-- start of PROVIDED RECORDS --
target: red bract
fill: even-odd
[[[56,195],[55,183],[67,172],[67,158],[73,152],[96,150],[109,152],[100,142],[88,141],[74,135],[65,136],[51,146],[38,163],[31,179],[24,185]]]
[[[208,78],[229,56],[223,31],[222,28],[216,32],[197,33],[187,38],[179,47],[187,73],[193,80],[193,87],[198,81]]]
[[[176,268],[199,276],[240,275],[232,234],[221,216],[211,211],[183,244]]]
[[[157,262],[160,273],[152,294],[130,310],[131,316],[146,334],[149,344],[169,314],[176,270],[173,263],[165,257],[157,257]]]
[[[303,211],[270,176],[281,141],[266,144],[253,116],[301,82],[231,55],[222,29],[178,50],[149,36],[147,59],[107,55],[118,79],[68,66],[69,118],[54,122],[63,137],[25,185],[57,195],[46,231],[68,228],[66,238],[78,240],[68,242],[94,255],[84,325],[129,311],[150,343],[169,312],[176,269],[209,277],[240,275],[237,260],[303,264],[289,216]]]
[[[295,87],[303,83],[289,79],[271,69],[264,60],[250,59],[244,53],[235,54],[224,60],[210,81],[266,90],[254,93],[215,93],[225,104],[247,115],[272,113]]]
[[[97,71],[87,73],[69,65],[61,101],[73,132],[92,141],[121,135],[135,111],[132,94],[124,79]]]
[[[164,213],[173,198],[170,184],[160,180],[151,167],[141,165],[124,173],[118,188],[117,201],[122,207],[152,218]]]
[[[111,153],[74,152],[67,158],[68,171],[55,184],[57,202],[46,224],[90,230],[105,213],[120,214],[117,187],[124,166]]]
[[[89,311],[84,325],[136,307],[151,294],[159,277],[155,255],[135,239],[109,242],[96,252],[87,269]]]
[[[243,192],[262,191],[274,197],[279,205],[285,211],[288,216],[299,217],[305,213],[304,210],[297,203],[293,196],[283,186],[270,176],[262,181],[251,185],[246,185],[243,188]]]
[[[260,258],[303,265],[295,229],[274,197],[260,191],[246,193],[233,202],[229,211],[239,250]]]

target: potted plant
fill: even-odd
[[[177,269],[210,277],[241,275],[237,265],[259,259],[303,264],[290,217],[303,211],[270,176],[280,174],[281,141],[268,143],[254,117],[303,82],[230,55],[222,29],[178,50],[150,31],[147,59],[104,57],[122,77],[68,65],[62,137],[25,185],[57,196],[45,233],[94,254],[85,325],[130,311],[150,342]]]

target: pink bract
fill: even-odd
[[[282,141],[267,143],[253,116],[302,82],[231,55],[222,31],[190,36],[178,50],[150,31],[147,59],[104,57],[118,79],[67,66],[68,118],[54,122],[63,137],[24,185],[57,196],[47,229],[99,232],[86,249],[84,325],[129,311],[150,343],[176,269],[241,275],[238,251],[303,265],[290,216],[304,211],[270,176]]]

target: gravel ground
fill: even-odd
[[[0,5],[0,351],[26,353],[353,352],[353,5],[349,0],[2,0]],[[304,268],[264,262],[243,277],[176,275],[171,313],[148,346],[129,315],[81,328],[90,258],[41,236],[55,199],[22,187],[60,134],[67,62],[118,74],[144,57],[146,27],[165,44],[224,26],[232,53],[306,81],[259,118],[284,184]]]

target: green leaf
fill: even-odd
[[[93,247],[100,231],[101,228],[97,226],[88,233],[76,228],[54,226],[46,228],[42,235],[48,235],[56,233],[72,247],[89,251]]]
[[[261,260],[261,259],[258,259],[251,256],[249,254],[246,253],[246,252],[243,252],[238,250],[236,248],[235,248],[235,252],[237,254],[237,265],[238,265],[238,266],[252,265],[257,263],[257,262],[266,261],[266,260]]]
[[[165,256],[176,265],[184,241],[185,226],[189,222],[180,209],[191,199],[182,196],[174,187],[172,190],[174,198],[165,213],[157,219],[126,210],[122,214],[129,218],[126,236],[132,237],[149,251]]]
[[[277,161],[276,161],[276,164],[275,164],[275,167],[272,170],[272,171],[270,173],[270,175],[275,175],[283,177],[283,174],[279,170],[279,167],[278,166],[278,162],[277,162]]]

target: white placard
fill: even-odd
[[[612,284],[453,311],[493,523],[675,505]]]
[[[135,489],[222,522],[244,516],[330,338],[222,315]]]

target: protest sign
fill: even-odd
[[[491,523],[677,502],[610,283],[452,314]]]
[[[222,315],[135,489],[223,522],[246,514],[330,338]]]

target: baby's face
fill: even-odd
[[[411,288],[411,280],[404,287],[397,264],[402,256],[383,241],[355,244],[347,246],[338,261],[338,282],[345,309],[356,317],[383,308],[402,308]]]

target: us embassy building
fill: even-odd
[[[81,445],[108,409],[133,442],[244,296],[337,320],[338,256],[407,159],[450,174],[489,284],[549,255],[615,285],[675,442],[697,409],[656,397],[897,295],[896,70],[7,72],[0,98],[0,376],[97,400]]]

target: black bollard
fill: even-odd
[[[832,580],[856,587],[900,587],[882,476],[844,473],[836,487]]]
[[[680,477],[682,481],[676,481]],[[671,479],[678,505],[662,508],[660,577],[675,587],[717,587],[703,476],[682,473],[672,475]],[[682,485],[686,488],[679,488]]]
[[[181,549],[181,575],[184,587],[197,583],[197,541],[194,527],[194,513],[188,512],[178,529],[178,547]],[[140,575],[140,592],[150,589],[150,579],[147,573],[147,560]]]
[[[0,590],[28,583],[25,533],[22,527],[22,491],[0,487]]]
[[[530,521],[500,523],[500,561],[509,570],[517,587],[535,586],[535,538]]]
-- end of PROVIDED RECORDS --
**WHAT YOU HAVE TO DO:** Print the records above exactly as they appear.

**SOLUTION:**
target: red bract
fill: even-odd
[[[56,195],[55,183],[67,172],[67,158],[73,152],[96,150],[109,152],[100,142],[88,141],[74,135],[65,136],[51,146],[38,163],[31,179],[24,185]]]
[[[208,78],[229,56],[223,31],[222,28],[216,32],[197,33],[187,38],[179,47],[187,73],[193,80],[193,87],[198,81]]]
[[[176,268],[199,276],[240,275],[232,234],[221,216],[211,211],[183,244]]]
[[[157,262],[160,273],[152,294],[130,310],[131,316],[146,334],[149,344],[169,314],[176,270],[173,263],[165,257],[157,257]]]
[[[303,211],[270,176],[281,141],[266,144],[253,116],[301,82],[231,55],[222,29],[178,50],[149,36],[147,59],[107,55],[118,79],[68,66],[69,118],[54,122],[63,137],[25,185],[57,195],[46,231],[68,228],[66,238],[78,240],[68,242],[94,255],[84,325],[129,311],[150,343],[169,312],[176,269],[209,277],[240,275],[237,260],[303,264],[289,216]]]
[[[295,87],[303,83],[289,79],[271,69],[264,60],[250,59],[244,53],[235,54],[224,60],[210,81],[266,90],[254,93],[215,93],[225,104],[247,115],[272,113]]]
[[[97,71],[87,73],[69,65],[61,101],[73,132],[92,141],[121,135],[135,111],[132,94],[124,79]]]
[[[164,213],[173,198],[170,184],[160,180],[151,167],[141,165],[124,173],[118,188],[117,201],[122,207],[152,218]]]
[[[111,153],[74,152],[67,158],[68,171],[55,184],[57,202],[46,224],[90,230],[105,213],[120,214],[117,187],[124,166]]]
[[[89,311],[84,325],[136,307],[151,294],[159,277],[155,255],[135,239],[109,242],[96,252],[87,269]]]
[[[243,192],[262,191],[274,197],[279,205],[285,211],[288,216],[299,217],[305,213],[304,210],[297,203],[293,196],[283,186],[270,176],[262,181],[251,185],[246,185],[243,188]]]
[[[260,258],[303,265],[295,229],[274,197],[260,191],[246,193],[233,202],[229,211],[239,250]]]

target: potted plant
fill: even-odd
[[[177,269],[210,277],[241,275],[237,265],[259,259],[303,264],[290,217],[303,211],[270,176],[280,174],[281,141],[268,143],[254,117],[303,82],[230,55],[222,29],[178,50],[150,31],[147,59],[104,57],[122,77],[68,65],[62,137],[25,185],[57,196],[45,233],[94,254],[85,325],[130,311],[150,342]]]

target: pink bract
fill: even-odd
[[[282,141],[267,143],[253,116],[302,82],[231,55],[222,31],[190,36],[178,50],[150,31],[147,59],[104,57],[118,79],[67,66],[68,118],[54,122],[63,137],[24,185],[57,196],[47,229],[99,232],[86,249],[84,325],[129,311],[150,343],[176,269],[241,275],[238,251],[303,265],[290,216],[304,211],[270,176]]]

target: gravel ground
fill: even-odd
[[[0,5],[0,351],[26,353],[353,352],[353,5],[349,0],[2,0]],[[304,268],[264,262],[243,277],[176,275],[171,313],[148,346],[129,315],[81,328],[90,258],[41,236],[55,199],[22,187],[60,134],[67,62],[118,74],[144,57],[146,27],[165,44],[224,26],[232,53],[306,81],[259,118],[284,184]]]

target: green leaf
fill: even-odd
[[[93,247],[100,231],[101,228],[97,226],[88,233],[76,228],[54,226],[46,228],[42,235],[48,235],[56,233],[72,247],[89,251]]]
[[[261,260],[261,259],[258,259],[251,256],[249,254],[246,253],[246,252],[243,252],[238,250],[236,248],[235,248],[235,252],[237,254],[237,265],[238,265],[238,266],[252,265],[257,263],[257,262],[266,261],[266,260]]]
[[[165,256],[176,265],[184,241],[185,226],[189,222],[180,209],[191,199],[182,196],[174,187],[172,190],[174,198],[165,213],[157,219],[126,210],[122,214],[129,218],[126,236],[132,237],[149,251]]]
[[[277,161],[276,161],[276,164],[275,164],[275,167],[272,170],[272,171],[270,173],[270,175],[275,175],[283,177],[283,174],[279,170],[279,167],[278,166],[278,162],[277,162]]]

target: white placard
fill: even-odd
[[[612,284],[453,311],[493,523],[675,505]]]
[[[135,489],[222,522],[244,516],[330,338],[222,315]]]

target: protest sign
fill: even-odd
[[[491,523],[677,502],[610,283],[452,314]]]
[[[222,315],[135,489],[223,522],[246,514],[330,338]]]

target: baby's face
fill: even-odd
[[[411,288],[411,280],[404,287],[397,264],[402,256],[383,241],[355,244],[347,246],[338,261],[338,282],[345,309],[356,317],[383,308],[402,308]]]

target: us embassy building
fill: even-odd
[[[81,445],[108,409],[133,442],[244,296],[337,320],[338,256],[407,159],[450,174],[489,284],[549,255],[615,285],[675,442],[697,409],[656,397],[897,295],[896,70],[7,72],[0,98],[0,376],[97,400]]]

target: black bollard
fill: even-odd
[[[832,580],[856,587],[900,587],[882,476],[844,473],[836,487]]]
[[[680,477],[682,481],[676,481]],[[671,479],[678,505],[662,508],[660,577],[675,587],[717,587],[703,476],[682,473],[672,475]],[[682,485],[686,488],[679,488]]]
[[[181,549],[181,575],[184,587],[197,583],[197,541],[194,527],[194,513],[188,512],[178,529],[178,547]],[[140,575],[140,592],[150,589],[150,579],[147,573],[147,560]]]
[[[0,590],[28,583],[25,533],[22,527],[22,491],[0,487]]]
[[[530,521],[500,523],[500,561],[509,570],[517,587],[535,586],[535,538]]]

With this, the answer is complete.